**About this exercise**
Every line of the listing that contains the word "below" is to be copied out.

**Provided data**
= = = = = = =

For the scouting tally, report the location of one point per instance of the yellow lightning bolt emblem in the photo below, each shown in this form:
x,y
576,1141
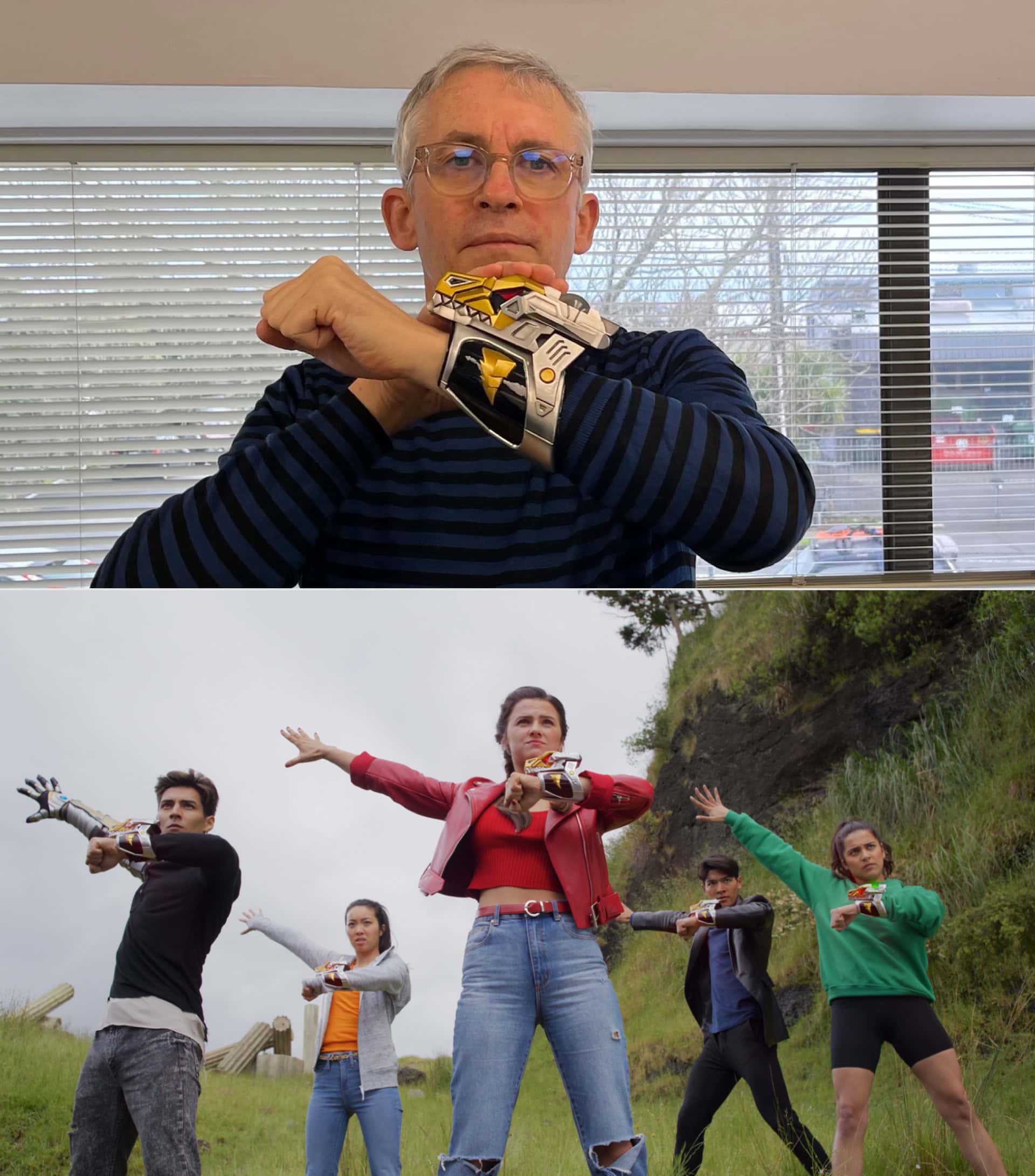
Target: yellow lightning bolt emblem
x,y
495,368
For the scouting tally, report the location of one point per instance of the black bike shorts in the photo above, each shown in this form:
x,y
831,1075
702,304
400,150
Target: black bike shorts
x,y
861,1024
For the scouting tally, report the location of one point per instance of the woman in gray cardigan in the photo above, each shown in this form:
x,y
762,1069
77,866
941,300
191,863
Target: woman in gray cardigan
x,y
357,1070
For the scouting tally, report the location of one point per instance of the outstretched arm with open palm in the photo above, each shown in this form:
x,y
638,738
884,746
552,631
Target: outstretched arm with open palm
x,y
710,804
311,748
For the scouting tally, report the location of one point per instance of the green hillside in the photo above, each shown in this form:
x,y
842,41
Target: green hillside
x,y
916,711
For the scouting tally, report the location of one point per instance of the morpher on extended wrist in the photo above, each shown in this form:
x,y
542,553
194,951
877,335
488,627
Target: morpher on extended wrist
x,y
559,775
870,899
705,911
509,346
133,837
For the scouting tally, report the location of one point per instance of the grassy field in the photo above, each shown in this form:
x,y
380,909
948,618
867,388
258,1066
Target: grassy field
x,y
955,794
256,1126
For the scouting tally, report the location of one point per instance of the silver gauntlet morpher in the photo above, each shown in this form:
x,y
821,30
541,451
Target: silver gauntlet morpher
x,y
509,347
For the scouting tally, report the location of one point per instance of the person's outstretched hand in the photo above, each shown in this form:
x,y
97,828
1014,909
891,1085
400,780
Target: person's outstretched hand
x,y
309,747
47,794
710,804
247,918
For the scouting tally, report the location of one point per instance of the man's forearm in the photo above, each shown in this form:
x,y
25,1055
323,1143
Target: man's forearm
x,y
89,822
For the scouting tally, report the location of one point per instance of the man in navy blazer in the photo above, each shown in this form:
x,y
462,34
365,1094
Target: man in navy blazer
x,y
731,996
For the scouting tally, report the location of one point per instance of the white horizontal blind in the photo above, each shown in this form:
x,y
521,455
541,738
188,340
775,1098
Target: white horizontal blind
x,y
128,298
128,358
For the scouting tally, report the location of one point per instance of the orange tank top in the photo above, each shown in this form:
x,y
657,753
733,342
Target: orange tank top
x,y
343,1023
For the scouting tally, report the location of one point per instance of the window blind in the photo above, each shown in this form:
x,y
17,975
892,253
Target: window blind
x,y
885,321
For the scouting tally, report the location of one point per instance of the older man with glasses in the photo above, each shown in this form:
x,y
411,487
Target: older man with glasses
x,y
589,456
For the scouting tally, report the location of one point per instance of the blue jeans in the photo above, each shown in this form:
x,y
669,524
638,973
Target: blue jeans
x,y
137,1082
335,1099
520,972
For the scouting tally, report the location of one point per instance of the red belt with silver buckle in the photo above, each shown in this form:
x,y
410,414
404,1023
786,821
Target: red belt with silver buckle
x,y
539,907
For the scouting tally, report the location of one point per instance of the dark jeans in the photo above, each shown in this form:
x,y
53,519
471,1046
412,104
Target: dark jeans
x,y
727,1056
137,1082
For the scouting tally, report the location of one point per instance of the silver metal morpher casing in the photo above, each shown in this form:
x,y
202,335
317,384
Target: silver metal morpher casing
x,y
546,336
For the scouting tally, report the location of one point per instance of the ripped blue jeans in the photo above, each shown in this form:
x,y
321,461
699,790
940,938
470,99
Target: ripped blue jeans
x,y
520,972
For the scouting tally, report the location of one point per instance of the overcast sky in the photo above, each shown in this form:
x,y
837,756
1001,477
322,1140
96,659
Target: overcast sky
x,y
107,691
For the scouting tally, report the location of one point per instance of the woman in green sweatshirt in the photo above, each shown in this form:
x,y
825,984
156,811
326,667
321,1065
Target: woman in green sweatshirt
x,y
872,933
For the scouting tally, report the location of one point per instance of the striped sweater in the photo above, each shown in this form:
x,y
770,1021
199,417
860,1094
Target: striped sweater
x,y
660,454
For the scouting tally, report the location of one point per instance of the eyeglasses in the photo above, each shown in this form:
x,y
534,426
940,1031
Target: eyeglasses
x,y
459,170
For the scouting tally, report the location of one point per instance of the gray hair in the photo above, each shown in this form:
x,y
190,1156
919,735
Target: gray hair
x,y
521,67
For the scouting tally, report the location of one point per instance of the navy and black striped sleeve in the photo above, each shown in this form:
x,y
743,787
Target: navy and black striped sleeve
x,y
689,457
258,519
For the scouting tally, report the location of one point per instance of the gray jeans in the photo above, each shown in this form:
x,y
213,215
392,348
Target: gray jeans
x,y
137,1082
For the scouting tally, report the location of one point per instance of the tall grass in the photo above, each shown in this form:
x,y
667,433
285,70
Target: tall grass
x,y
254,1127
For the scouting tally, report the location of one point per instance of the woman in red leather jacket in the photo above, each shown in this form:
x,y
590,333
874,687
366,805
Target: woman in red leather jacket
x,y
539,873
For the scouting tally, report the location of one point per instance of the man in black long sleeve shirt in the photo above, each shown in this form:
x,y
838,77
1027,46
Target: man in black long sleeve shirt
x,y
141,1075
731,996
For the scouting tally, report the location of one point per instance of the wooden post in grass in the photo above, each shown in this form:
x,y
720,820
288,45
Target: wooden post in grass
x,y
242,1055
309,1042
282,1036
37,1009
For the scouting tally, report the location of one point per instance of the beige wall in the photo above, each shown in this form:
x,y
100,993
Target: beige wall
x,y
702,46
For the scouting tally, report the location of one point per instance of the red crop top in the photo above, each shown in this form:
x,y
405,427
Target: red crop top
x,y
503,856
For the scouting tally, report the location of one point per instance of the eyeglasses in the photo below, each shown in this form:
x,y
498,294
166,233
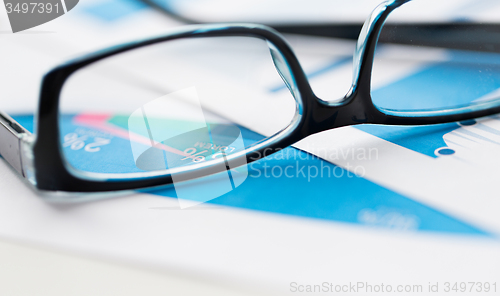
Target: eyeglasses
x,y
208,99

= = = = = = =

**Exercise solution**
For the scouting tally, report the location of one point per instance of the yellow lightning bolt emblem in the photo below, each shown in this form:
For the scouting tally, report the location of one point per instance of the eyeglasses in the photo below, each shown in this form:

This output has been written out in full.